Short problem: Report only the number of lines in the data below that contain the string "answer". Case counts.

Picture shape labeling data:

+===+

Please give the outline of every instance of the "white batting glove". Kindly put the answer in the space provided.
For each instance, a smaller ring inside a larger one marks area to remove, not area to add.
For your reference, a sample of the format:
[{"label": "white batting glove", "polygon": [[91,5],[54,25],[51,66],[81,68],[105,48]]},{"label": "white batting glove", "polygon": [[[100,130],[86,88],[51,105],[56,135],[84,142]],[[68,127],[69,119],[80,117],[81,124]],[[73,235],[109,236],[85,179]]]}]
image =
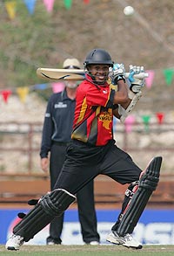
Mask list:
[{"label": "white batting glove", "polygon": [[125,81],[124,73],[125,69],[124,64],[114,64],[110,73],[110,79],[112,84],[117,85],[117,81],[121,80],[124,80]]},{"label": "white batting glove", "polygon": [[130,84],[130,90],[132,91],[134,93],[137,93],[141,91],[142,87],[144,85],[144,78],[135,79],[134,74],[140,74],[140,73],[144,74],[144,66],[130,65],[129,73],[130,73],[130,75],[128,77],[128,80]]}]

+===+

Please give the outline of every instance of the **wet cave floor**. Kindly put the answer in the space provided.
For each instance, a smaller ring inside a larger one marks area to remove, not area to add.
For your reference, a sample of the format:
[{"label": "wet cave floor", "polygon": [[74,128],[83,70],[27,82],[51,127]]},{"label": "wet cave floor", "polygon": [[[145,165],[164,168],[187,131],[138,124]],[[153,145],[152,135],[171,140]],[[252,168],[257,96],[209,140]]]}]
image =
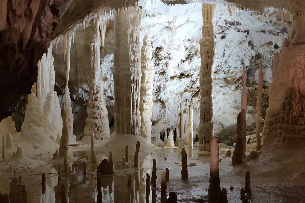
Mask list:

+===+

Result for this exercise: 2